◆ STATED EXERCISE 1
In the horse forum thread, where does Scoutrider say to ride for now?
◆ STATED EXERCISE 2
Please repeat the horse forum thread word for word, from "Firstly, I'd say" up to and including "him under saddle.".

◆ TEXT PROVIDED
# Help horse pulls through reins!!



## Spyder (Jul 27, 2008)

Well you put this question in the NH section so I would just talk to him.


----------



## CecilliaB (Jan 21, 2010)

Spyder said:


> Well you put this question in the NH section so I would just talk to him.


*thud* :lol:


----------



## Scoutrider (Jun 4, 2009)

Spyder said:


> Well you put this question in the NH section so I would just talk to him.


:lol::lol::lol:

Welcome to the forum, cpc417!

Firstly, I'd say only ride in an arena or roundpen for now. No brakes are no fun out in the open. Also, only walk until you have solid brakes there, and then move up to the trot. Does he stop willingly on the ground? If not, start there, he needs to know that anyway as a matter of good manners, and it will help him under saddle.

On foot, lead him forward on a loose lead, and stop your feet and say "whoa." I use long vowels and a low tone of voice. Slowing gait and stopping get low slow words, and speeding up get quicker, slightly higher pitched words. If he chooses to walk past you, take the tail of your lead and move him faster, disengaging his hindquarters and making life generally harder for not stopping. When you have his attention, ask him to stop again. Repeat until he stops. Practice until he stops with you the first time, every time, with no pressure on the lead. Try stopping from a trot in hand, following the same progression. He should be able to do the same at a walk as at a trot in hand.

◆ INFORMATION PROVIDED
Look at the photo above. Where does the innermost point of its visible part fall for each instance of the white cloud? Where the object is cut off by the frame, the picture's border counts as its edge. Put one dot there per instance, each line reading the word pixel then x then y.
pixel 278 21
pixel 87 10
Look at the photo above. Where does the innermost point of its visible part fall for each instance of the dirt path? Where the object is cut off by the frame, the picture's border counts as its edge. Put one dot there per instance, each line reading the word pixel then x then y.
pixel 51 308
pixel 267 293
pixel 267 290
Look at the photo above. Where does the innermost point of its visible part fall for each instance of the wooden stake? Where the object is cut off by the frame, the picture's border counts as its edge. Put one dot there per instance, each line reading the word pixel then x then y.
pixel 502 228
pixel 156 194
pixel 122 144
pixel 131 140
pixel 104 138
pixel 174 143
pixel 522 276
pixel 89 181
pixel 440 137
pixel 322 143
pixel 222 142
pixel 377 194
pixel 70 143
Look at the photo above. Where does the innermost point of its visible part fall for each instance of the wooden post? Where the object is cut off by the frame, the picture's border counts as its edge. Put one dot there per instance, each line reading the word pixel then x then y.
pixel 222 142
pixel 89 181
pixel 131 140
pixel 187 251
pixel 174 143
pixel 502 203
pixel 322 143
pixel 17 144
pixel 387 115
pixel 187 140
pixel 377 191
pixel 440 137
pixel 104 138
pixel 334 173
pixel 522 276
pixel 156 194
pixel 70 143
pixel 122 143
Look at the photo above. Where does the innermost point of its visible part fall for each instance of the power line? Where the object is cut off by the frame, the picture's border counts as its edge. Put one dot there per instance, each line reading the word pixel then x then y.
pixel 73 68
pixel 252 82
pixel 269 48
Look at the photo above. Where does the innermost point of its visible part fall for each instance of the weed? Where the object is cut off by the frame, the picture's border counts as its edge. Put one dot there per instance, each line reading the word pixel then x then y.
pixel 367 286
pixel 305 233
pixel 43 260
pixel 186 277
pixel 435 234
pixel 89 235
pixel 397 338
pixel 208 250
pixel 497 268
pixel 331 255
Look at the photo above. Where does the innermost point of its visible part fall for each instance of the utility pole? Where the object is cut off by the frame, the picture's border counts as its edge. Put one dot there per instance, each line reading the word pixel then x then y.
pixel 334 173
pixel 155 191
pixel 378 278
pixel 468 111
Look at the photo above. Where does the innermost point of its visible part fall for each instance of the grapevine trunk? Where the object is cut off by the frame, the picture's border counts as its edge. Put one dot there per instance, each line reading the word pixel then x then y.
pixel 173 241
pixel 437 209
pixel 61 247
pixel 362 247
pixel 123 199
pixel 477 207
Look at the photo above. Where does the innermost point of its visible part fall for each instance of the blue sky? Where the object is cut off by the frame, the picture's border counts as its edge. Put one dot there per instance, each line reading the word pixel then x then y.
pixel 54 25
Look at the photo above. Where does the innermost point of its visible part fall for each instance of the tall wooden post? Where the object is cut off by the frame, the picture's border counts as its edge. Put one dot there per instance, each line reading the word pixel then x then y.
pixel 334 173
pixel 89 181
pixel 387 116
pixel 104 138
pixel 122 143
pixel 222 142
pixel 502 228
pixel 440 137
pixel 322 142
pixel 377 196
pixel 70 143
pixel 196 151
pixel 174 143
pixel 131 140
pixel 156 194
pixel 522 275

◆ WRITTEN ANSWER 1
Only in an arena or roundpen.

◆ WRITTEN ANSWER 2
Firstly, I'd say only ride in an arena or roundpen for now. No brakes are no fun out in the open. Also, only walk until you have solid brakes there, and then move up to the trot. Does he stop willingly on the ground? If not, start there, he needs to know that anyway as a matter of good manners, and it will help him under saddle.